• _Document_

William J. Flynn

Biographical details
- Born: July 13, 1915 South Boston, Massachusetts, U.S.
- Died: June 27, 1997 (age 81) Brighton, Massachusetts, U.S.
- Education: Boston College

Playing career
- 1936–1938: Boston College
- Position: Tight end

Coaching career (HC unless noted)
- 1948–1951 1954–1957: Boston College (Asst.) Boston College (Ends)

Administrative career (AD unless noted)
- 1957–1990: Boston College

Accomplishments and honors

Awards
- NFF Distinguished American Award (1985); Boston College Eagles Football Jersey retired;

= William J. Flynn (athletic director) =

American college athletics administrator

William J. Flynn (July 13, 1915 – June 27, 1997) was an American college athletics administrator. He was the athletic director at Boston College from 1957 to 1990. He began his association with Boston College in 1935 as a student athlete. He was also a mathematics professor and assistant football coach at the school.

==Early life==
Flynn was born on July 13, 1915, in South Boston. He grew up in Dorchester and graduated from The English High School. He enrolled in Boston College in 1935. He earned nine varsity letters in football, baseball, and hockey, and was named captain of the football team in 1938. He graduated with a Bachelor of Science in Education in 1939 and a Master of Education in 1940. In 1940 he became a teacher and coach at Cranwell Preparatory School in Lenox, Massachusetts. After the Attack on Pearl Harbor, Flynn joined the Federal Bureau of Investigation. He worked as an anti-espionage agent in Houston and Newark, New Jersey, until the end of the war. After the war, Flynn returned to Cranwell Prep.

• _Given material_
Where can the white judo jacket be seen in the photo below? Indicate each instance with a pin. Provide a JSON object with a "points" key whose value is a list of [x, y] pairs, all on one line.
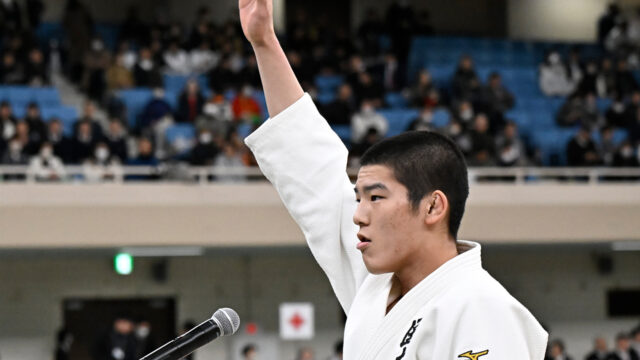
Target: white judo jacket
{"points": [[457, 312]]}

• _Things to do_
[1] According to the biography of William J. Flynn, why does his association with Boston College date from 1935? Answer in one to three sentences.
[2] Using the biography of William J. Flynn, state whether each statement agrees with it, answering yes or no and quoting the deciding words:
(a) Flynn was born in Dorchester.
(b) Flynn was named captain of the football team in 1938.
(c) Flynn served as an anti-espionage agent in Chicago.
[3] In the biography of William J. Flynn, where did Flynn become a teacher and coach in 1940?
The listing has no role in any of these tasks.

• _Results in order_
[1] His association with Boston College began in 1935 because that year he enrolled at the school as a student athlete. He went on to earn nine varsity letters in football, baseball, and hockey there.

[2]
(a) No: "Flynn was born on July 13, 1915, in South Boston. He grew up in Dorchester"
(b) Yes: "was named captain of the football team in 1938"
(c) No: "He worked as an anti-espionage agent in Houston and Newark, New Jersey"

[3] Cranwell Preparatory School in Lenox, Massachusetts.